-- start of SOURCE MATERIAL --
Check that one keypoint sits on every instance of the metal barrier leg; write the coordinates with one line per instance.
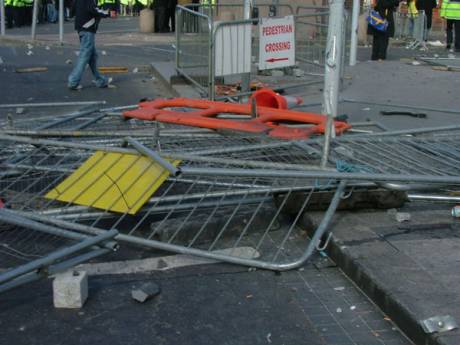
(332, 71)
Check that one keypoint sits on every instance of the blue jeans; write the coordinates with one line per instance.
(87, 56)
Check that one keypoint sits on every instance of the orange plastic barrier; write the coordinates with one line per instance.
(269, 121)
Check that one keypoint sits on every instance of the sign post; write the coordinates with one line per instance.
(277, 42)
-- end of SOURCE MATERIAL --
## SHORT TASK
Reproduce the entries above word for word, leaving out the pictures.

## SOLUTION
Check that one keypoint sits on every instance of the metal barrier leg; write the coordinates with one line per instance.
(332, 71)
Check that one keypoint sits on every instance of the blue jeans; write the coordinates with one line per instance.
(87, 56)
Check that one keypoint sits on every instance of the orange plastic barrier; write the coordinates with one line per instance.
(269, 121)
Check that one keypoint sits on every instance of the sign post; write the coordinates with one line per instance.
(277, 42)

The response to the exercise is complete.